### Extract to read:
- Born: Paul Max Boesch October 2, 1912 New York City, New York U.S.
- Died: March 7, 1989 (aged 76) Sugar Land, Texas, U.S.
- Professional wrestling career
- Debut: October 25, 1932 (as wrestler) 1947 (as announcer) 1966 (as promoter)
- Retired: 1987
- Allegiance: United States
- Branch: United States Army
- Service years: 1942–1945
- Conflicts: World War II Battle of Hürtgen Forest
- Awards: Combat Infantry Badge Silver Star and cluster Bronze Star Medal and cluster Purple Heart Medal Distinguished Unit Citation Croix de guerre with star (France)
- Other work: Professional wrestler, professional wrestling announcer and promoter

= Paul Boesch =

American professional wrestler, announcer, promoter (1912–1989)

Paul Max Boesch (October 2, 1912 – March 7, 1989) was an American professional wrestler and promoter, most famous for his work as an announcer and promoter for Houston Wrestling. He also spent several stints working with the Universal Wrestling Federation, World Class Championship Wrestling, Jim Crockett Promotions, and the World Wrestling Federation.

### Descriptions of regions in natural language:

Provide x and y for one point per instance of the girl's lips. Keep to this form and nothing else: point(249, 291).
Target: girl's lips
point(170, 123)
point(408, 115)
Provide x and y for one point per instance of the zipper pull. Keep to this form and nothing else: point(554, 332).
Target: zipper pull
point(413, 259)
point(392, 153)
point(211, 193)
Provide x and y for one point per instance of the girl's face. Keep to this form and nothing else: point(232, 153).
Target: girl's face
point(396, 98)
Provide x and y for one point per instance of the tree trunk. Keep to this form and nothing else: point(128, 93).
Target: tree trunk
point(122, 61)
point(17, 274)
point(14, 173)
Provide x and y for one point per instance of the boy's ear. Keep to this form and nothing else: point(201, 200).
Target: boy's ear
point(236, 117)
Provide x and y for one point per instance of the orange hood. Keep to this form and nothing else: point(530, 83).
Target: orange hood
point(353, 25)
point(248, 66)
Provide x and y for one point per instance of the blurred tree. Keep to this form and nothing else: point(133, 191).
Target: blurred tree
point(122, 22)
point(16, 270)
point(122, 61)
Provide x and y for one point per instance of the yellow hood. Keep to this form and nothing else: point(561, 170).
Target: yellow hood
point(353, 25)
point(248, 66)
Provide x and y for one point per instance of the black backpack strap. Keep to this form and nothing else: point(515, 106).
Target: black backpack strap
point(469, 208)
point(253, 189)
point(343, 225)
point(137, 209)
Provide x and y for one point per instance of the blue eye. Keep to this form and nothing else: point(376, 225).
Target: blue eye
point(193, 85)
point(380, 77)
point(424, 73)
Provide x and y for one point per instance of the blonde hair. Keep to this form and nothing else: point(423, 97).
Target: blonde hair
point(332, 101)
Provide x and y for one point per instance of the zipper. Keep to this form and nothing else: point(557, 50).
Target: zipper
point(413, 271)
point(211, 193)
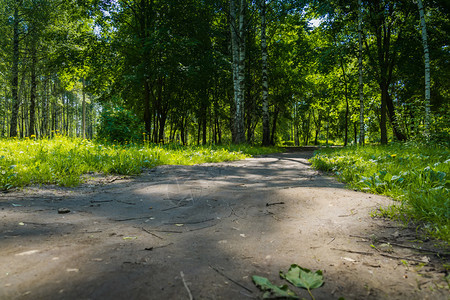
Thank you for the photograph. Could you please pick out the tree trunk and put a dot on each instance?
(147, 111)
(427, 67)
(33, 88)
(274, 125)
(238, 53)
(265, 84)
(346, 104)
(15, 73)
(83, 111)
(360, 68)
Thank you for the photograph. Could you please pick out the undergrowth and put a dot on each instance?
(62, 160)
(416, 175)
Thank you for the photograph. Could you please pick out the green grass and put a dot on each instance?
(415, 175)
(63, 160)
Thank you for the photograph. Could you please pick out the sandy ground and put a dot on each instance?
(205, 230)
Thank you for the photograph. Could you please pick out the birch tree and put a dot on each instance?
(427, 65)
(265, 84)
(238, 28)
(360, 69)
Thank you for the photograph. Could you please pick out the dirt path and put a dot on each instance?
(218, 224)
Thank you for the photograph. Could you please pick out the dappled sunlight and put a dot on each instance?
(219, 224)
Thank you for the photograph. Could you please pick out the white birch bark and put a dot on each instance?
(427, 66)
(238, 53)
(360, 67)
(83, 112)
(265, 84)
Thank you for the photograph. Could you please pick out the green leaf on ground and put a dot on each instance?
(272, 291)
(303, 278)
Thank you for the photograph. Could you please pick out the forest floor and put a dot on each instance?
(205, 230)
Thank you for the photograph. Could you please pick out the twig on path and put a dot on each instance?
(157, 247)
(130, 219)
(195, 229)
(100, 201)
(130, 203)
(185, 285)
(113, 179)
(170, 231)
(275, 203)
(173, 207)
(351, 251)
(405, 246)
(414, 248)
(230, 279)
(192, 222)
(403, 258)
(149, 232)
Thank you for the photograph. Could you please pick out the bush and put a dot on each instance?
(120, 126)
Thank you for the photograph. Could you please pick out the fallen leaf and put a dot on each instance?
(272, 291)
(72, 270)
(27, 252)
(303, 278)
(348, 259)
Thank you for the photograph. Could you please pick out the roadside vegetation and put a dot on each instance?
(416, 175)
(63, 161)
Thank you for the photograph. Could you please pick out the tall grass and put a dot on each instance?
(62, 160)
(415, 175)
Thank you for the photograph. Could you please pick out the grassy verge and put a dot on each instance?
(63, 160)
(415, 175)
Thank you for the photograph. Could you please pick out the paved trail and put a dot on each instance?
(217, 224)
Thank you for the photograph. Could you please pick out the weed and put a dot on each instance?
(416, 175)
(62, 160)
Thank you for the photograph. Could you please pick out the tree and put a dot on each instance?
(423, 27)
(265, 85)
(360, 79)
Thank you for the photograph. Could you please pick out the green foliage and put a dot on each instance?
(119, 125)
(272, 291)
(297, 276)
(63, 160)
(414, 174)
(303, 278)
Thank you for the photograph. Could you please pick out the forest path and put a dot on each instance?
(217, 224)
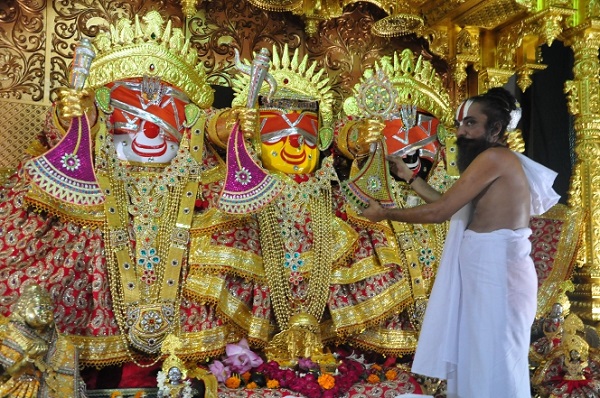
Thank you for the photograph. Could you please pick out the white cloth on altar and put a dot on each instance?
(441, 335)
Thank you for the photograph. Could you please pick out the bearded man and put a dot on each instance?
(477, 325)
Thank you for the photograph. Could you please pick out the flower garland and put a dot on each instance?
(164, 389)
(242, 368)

==

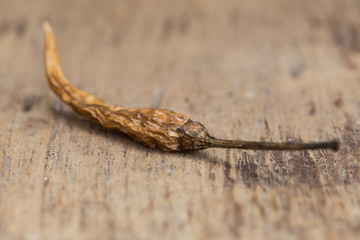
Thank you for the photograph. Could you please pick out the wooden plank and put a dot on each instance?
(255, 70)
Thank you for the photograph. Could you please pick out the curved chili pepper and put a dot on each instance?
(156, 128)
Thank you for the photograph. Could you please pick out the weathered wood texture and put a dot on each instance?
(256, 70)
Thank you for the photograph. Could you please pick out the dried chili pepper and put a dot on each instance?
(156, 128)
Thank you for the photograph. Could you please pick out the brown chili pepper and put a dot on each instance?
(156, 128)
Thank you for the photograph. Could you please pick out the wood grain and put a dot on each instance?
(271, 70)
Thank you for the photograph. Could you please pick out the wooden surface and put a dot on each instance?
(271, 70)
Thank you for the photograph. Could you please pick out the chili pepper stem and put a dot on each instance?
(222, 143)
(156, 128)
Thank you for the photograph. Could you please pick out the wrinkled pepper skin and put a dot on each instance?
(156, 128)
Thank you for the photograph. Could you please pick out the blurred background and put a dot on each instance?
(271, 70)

### Exercises to complete:
1. Translate this sentence from the Paul Boesch text into Spanish: "He also spent several stints working with the Universal Wrestling Federation, World Class Championship Wrestling, Jim Crockett Promotions, and the World Wrestling Federation."
2. Reproduce the Paul Boesch text from "- Died: March" to "announcer, promoter (1912–1989)", switching "World War II" to "the Second World War".

### Answers for this exercise:
1. También pasó varias temporadas trabajando con la Universal Wrestling Federation, la World Class Championship Wrestling, Jim Crockett Promotions y la World Wrestling Federation.

2.
- Died: March 7, 1989 (aged 76) Sugar Land, Texas, U.S.
- Professional wrestling career
- Debut: October 25, 1932 (as wrestler) 1947 (as announcer) 1966 (as promoter)
- Retired: 1987
- Allegiance: United States
- Branch: United States Army
- Service years: 1942–1945
- Conflicts: the Second World War Battle of Hürtgen Forest
- Awards: Combat Infantry Badge Silver Star and cluster Bronze Star Medal and cluster Purple Heart Medal Distinguished Unit Citation Croix de guerre with star (France)
- Other work: Professional wrestler, professional wrestling announcer and promoter

= Paul Boesch =

American professional wrestler, announcer, promoter (1912–1989)